# [EXTRACTED TEXT]

_ _ _

On Sat, Sep 13, 2025 at 3:48 AM Robert Haas <[email protected]> wrote:
> On Fri, Sep 12, 2025 at 5:34 AM Richard Guo <[email protected]> wrote:
> > I really like this idea.  Currently, aggtransspace represents an
> > estimate of the transition state size provided by the aggregate
> > definition.  If it's set to zero, a default estimate based on the
> > state data type is used.  Negative values currently have no defined
> > meaning.  I think it makes perfect sense to reuse this field so that
> > a negative value indicates that the transition state data can grow
> > unboundedly in size.
> >
> > Attached 0002 implements this idea.  It requires fewer code changes
> > than I expected.  This is mainly because that our current code uses
> > aggtransspace in such a way that if it's a positive value, that value
> > is used as it's provided by the aggregate definition; otherwise, some
> > heuristics are applied to estimate the size.  For the aggregates that
> > accumulate input rows (e.g., array_agg, string_agg), I don't currently
> > have a better heuristic for estimating their size, so I've chosen to
> > keep the current logic.  This won't regress anything in estimating
> > transition state data size.

> This might be OK, but it's not what I was suggesting: I was suggesting
> trying to do a calculation like space_used = -aggtransspace *
> rowcount, not just using a <0 value as a sentinel.

_ _ _

# [Point annotation dataset records]
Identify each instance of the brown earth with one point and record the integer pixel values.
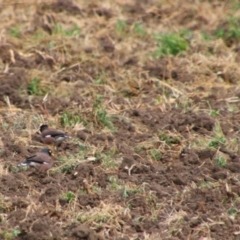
(154, 153)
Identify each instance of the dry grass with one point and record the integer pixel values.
(97, 75)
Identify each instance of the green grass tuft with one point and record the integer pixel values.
(169, 44)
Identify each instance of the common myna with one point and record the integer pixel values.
(52, 136)
(41, 160)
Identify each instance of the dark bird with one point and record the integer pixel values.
(52, 136)
(41, 160)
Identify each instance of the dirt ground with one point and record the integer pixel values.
(154, 152)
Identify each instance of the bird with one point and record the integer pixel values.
(41, 160)
(52, 136)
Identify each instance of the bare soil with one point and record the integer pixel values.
(165, 165)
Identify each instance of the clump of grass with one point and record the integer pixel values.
(70, 119)
(168, 139)
(15, 31)
(101, 116)
(233, 212)
(139, 29)
(220, 161)
(216, 142)
(230, 32)
(69, 162)
(169, 44)
(218, 139)
(121, 27)
(10, 234)
(155, 154)
(34, 87)
(69, 196)
(74, 31)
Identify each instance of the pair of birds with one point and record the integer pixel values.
(43, 159)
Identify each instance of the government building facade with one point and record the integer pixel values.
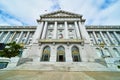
(62, 41)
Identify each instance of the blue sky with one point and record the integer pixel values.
(25, 12)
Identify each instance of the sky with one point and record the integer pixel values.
(25, 12)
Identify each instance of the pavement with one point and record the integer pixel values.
(57, 75)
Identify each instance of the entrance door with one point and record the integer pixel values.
(61, 54)
(61, 58)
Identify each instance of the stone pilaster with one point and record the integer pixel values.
(4, 39)
(110, 37)
(95, 37)
(55, 31)
(66, 30)
(84, 33)
(44, 30)
(118, 39)
(38, 32)
(68, 54)
(19, 37)
(53, 54)
(103, 37)
(77, 30)
(27, 36)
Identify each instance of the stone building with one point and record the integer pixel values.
(62, 38)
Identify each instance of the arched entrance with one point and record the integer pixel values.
(61, 54)
(75, 54)
(46, 54)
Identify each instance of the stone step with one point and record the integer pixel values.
(63, 66)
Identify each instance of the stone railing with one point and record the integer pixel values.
(61, 40)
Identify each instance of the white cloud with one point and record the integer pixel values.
(29, 10)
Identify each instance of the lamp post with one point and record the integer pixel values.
(101, 45)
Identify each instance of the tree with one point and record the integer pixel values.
(11, 50)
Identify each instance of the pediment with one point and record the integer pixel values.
(61, 13)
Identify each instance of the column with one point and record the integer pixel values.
(38, 32)
(1, 35)
(110, 37)
(44, 30)
(66, 30)
(55, 31)
(84, 33)
(5, 37)
(26, 38)
(95, 37)
(53, 54)
(68, 54)
(19, 37)
(103, 37)
(116, 35)
(12, 37)
(77, 30)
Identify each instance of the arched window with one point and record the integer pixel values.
(116, 52)
(106, 52)
(46, 54)
(75, 54)
(98, 52)
(61, 54)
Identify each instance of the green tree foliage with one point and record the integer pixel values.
(11, 50)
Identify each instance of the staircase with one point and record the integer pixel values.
(63, 66)
(23, 60)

_ _ _

# [SHORT PROBLEM 1]
Find every line in the records that contains the word "stone", and copy each of those lines.
# [SHORT PROBLEM 2]
Write a continuation of the mailing-list exchange about aggtransspace, starting right after its last sentence.

# [WRITTEN REPLY 1]
Identify each instance of the stone pilaster with one point and record the integer pixel values.
Identify each instance of the stone building with one point and record the integer pixel values.
Identify each instance of the stone step with one point and record the integer pixel values.
Identify each instance of the stone railing with one point and record the integer pixel values.

# [WRITTEN REPLY 2]
I've considered your suggestion, but I'm not sure I'll adopt it in the
end.  Here's why:

1) At the point where we check whether any aggregates might pose a
risk of excessive memory usage during partial aggregation, row count
information is not yet available.  You could argue that we could
reorganize the logic to perform this check after we've had the row
count, but that seems quite tricky.  If I understand correctly, the
"rowcount" in this context actually means the number of rows within
one partial group.  That would require us to first decide on the
grouping expressions for the partial aggregation, then compute the
group row counts, then estimate space usage, and only then decide
whether memory usage is excessive and fall back.  This would come
quite late in planning and adds nontrivial overhead, compared to the
current approach which checks at the very beginning.

2) Even if we were able to estimate space usage based on the number of
rows per partial group and determined that memory usage seems
acceptable, we still couldn't guarantee that the transition state data
won't grow excessively after further joins.  Joins can multiply
partial aggregates, potentially causing a blowup in memory usage even
if the initial estimate seemed safe.

3) I don't think "-aggtransspace * rowcount" reflects the true memory
footprint for aggregates that accumulate input rows.  For example,
what if we have an aggregate like string_agg(somecolumn, 'a very long
delimiter')?

4) AFAICS, the main downside of the current approach compared to yours
is that it avoids pushing down aggregates like string_agg() that
accumulate input rows, whereas your suggestion might allow pushing
them down in some cases where we *think* it wouldn't blow up memory.
You might argue that the current implementation is over-conservative.
But I prefer to start safe.

That said, I appreciate you proposing the idea of reusing
aggtransspace, although I ended up using it in a different way than
you suggested.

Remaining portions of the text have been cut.